EXERCISE MATERIAL:

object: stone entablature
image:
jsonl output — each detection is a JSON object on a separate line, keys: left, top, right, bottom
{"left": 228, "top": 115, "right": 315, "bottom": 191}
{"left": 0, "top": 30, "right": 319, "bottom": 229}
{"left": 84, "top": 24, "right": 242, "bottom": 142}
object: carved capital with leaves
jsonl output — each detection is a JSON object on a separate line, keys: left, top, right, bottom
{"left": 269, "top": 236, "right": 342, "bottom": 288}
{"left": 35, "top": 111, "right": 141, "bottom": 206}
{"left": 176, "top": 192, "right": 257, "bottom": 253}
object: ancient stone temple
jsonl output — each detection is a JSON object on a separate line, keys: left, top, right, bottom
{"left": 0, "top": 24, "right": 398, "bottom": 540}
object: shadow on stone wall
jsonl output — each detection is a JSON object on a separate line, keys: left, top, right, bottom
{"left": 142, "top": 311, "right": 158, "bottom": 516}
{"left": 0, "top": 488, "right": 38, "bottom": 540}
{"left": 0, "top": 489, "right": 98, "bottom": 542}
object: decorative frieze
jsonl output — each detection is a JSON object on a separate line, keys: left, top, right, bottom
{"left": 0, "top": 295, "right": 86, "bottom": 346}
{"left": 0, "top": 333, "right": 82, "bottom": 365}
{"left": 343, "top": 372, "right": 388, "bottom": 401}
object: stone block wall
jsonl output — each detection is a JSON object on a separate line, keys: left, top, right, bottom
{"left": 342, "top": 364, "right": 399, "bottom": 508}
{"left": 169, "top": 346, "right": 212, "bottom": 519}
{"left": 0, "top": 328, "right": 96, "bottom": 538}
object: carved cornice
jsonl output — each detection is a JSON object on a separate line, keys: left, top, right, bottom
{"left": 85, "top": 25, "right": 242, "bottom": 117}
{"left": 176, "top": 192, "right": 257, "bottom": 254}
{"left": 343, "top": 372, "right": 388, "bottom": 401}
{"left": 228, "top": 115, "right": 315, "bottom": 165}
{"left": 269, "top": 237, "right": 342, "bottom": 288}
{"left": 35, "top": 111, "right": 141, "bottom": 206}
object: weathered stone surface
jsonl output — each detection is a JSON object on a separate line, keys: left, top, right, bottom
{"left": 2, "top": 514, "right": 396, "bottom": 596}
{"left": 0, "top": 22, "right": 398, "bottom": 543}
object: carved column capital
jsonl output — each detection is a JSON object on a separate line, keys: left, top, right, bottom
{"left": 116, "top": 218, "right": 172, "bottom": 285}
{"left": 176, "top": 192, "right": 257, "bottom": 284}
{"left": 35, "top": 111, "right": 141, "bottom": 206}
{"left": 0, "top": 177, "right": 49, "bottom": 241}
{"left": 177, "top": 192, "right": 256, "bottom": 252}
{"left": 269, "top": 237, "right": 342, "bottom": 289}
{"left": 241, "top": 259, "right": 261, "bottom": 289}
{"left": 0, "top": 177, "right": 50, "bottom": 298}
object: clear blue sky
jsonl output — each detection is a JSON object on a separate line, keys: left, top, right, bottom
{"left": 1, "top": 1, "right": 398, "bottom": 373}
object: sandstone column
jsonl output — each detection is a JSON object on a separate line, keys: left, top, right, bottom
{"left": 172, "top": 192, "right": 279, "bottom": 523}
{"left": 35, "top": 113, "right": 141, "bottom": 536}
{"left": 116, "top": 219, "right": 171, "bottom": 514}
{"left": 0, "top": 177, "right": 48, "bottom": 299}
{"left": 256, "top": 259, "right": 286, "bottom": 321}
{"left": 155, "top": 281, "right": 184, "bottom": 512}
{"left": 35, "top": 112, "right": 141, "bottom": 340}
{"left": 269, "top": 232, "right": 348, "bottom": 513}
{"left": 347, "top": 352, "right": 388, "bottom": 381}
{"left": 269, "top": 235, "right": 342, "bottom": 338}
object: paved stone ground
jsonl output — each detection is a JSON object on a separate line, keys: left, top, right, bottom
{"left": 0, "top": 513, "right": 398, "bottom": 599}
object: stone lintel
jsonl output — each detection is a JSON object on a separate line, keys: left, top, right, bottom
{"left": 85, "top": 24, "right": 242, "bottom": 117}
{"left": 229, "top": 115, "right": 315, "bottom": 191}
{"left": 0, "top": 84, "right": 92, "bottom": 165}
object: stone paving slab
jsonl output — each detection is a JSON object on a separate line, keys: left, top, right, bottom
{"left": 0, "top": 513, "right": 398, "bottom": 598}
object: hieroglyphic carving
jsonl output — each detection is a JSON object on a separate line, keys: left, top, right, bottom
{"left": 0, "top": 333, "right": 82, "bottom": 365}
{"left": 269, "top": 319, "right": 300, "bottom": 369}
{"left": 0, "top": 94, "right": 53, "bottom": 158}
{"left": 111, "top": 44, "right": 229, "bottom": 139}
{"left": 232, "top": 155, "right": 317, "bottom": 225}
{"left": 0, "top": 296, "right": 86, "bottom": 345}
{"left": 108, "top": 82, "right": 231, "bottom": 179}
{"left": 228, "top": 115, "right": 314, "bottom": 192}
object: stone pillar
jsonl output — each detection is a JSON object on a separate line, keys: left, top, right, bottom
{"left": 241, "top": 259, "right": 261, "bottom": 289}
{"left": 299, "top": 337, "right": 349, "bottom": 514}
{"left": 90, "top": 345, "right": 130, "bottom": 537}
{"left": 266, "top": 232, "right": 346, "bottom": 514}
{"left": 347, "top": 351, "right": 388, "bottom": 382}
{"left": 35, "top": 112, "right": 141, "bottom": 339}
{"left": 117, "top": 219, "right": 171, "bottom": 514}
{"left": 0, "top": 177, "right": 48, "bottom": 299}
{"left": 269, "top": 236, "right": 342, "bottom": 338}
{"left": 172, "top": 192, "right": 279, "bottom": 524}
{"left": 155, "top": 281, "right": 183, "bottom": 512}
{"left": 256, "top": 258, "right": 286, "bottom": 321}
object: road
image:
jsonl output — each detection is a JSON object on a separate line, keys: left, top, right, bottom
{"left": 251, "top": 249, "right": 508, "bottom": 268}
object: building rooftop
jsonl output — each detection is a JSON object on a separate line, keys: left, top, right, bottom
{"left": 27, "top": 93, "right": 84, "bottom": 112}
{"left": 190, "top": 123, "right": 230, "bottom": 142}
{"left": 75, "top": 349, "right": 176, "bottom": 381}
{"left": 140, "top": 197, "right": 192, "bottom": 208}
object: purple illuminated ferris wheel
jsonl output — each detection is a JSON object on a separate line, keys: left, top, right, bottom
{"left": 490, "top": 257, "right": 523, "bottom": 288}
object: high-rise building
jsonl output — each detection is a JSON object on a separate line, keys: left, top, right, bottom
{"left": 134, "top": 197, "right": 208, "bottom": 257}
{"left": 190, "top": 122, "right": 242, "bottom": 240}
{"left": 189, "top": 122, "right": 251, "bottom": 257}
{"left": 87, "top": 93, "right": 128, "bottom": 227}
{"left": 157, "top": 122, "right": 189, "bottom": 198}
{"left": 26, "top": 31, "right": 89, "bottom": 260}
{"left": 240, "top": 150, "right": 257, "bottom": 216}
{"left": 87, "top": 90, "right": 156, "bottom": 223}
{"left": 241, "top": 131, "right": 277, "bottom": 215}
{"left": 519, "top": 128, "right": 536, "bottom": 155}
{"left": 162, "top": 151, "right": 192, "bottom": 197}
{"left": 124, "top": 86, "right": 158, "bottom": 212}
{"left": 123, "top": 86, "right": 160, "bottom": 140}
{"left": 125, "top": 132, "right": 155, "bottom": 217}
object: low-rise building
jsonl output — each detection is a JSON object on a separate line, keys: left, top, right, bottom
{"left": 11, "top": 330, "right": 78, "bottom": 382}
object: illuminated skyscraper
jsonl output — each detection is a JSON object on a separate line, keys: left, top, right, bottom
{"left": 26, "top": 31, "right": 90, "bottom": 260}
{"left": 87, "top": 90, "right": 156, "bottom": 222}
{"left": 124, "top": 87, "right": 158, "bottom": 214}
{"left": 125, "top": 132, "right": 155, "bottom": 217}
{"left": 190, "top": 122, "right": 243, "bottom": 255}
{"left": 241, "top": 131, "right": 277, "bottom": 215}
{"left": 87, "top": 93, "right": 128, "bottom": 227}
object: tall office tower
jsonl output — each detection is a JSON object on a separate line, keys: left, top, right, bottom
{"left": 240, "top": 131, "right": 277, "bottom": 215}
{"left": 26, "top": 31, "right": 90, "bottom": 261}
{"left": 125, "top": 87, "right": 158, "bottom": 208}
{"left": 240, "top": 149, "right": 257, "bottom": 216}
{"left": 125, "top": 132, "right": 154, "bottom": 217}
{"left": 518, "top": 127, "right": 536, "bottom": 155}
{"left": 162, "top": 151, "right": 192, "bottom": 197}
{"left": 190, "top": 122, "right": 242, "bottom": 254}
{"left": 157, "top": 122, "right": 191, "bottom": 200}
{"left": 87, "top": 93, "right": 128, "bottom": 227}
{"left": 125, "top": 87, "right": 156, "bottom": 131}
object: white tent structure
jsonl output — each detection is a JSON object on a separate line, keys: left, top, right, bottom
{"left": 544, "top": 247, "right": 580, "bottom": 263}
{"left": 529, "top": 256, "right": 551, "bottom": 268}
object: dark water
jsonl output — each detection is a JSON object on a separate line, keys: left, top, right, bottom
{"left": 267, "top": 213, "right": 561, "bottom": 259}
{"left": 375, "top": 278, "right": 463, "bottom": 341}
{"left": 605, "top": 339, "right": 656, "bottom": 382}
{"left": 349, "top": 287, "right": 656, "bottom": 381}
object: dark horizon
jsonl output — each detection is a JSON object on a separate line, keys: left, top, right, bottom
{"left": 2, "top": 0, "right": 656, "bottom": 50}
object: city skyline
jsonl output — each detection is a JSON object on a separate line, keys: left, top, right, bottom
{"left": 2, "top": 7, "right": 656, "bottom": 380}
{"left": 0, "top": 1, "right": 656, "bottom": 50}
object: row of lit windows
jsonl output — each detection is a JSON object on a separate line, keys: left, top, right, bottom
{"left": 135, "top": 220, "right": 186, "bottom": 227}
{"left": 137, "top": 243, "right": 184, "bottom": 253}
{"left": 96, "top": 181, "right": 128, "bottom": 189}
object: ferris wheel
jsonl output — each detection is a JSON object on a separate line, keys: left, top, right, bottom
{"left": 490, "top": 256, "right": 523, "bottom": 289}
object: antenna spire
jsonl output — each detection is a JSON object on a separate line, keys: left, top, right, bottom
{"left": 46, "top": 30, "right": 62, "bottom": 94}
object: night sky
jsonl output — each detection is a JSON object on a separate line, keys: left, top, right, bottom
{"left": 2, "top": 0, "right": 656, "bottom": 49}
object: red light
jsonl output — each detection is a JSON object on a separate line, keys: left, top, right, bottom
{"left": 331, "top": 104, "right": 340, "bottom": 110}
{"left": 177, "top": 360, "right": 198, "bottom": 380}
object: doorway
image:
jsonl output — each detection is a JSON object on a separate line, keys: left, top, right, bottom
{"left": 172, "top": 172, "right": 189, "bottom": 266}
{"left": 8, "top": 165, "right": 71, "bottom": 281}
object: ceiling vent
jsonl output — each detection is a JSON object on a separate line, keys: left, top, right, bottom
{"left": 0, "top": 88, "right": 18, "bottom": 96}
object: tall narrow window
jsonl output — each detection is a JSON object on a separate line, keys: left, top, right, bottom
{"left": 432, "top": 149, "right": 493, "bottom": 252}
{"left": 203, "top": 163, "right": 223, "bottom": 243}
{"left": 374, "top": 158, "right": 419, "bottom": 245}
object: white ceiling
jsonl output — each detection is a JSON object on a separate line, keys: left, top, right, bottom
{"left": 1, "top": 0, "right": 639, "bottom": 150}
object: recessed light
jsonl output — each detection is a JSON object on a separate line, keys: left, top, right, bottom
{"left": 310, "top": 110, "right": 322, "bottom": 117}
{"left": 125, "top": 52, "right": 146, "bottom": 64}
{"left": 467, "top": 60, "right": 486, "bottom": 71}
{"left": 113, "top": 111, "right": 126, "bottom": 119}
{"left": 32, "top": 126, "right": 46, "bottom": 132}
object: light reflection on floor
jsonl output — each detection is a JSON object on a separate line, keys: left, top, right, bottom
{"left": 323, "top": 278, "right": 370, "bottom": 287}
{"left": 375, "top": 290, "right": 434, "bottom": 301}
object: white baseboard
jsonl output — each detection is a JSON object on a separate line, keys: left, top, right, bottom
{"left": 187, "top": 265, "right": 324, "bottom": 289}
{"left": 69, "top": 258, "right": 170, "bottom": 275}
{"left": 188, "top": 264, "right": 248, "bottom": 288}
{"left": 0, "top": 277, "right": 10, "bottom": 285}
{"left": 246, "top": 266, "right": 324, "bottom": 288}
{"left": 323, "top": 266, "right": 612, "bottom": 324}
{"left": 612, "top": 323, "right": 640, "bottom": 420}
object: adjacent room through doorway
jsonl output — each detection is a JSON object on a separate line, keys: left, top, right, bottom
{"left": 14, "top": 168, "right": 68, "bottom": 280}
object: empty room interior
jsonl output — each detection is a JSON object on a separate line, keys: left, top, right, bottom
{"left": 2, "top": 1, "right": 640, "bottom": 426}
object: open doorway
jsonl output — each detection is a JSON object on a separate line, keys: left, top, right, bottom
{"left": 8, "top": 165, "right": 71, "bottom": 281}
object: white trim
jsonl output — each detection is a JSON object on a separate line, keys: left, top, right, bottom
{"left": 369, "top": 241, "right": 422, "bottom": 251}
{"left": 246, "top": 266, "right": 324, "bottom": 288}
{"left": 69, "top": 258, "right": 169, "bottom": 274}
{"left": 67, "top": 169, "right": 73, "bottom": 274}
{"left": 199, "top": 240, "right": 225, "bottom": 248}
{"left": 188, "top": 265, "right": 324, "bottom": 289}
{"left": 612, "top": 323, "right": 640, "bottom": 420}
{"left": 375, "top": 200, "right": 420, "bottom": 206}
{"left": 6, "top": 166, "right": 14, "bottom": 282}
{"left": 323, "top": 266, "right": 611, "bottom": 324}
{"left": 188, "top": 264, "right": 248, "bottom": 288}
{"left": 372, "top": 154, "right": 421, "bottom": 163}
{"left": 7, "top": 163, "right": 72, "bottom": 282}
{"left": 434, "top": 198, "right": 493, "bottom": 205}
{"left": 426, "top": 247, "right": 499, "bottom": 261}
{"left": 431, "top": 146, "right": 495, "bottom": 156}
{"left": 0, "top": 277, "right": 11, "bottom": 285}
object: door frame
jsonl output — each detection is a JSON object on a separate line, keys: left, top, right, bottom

TASK OBJECTIVE:
Answer with a number only: how many lines above include the word "wall"?

RESULT BELOW:
2